Render the lines that run from the one containing "Target: dry sand" through the one containing "[[205,130],[214,71],[187,60],[162,109]]", both included, as a Markdown table with the columns Row and Line. Give each line its row number and leave out any blank lines.

» INPUT FOR THIS TASK
--------

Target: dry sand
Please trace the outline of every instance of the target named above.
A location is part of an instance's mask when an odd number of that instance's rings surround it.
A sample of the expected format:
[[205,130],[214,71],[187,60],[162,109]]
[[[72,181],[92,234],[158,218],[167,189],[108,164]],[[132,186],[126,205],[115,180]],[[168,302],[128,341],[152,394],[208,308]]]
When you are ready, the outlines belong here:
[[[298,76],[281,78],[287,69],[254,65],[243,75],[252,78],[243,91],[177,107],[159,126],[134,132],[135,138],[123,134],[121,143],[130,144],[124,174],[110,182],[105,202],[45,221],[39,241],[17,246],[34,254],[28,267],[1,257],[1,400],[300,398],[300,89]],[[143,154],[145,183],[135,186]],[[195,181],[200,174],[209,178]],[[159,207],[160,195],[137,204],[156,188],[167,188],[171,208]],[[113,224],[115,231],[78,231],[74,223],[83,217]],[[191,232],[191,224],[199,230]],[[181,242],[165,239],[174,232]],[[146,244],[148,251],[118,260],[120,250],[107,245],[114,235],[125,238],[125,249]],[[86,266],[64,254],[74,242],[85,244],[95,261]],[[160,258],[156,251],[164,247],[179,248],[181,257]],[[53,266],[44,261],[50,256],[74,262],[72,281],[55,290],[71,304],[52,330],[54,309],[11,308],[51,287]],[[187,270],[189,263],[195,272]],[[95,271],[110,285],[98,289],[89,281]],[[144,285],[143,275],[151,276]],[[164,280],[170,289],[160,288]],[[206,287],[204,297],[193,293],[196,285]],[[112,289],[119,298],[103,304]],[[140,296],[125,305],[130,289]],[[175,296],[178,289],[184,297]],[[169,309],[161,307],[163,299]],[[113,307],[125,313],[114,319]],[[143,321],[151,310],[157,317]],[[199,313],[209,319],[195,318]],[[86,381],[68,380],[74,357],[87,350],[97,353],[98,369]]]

--------

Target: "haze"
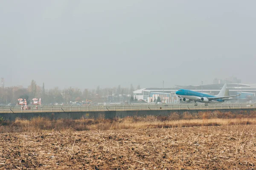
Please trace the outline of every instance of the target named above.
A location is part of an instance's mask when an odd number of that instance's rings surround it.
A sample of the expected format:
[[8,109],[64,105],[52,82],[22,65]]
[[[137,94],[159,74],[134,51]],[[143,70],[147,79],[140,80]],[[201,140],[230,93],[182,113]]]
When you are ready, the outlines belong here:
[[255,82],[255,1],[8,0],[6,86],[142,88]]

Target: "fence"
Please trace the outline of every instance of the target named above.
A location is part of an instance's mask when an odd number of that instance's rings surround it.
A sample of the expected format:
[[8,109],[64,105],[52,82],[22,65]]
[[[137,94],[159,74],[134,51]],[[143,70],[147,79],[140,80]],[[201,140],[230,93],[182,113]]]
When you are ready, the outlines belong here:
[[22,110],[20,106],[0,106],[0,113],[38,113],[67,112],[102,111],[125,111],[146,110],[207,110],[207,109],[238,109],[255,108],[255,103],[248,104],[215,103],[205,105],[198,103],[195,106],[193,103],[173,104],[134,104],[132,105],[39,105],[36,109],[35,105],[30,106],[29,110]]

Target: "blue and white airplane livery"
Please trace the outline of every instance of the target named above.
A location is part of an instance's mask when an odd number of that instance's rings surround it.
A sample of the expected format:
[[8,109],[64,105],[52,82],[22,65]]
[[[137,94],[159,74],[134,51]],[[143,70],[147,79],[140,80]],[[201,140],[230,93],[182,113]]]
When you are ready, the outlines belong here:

--------

» TASK RESULT
| Row | Line |
|---|---|
| 1 | Target: dry sand |
| 2 | Please trace the outline of every instance of the target named above. |
| 3 | A location is part of an instance's mask when an odd number of that instance's rings surround it. |
| 4 | A sample of the expected format: |
| 5 | [[205,130],[214,71],[187,60],[162,109]] |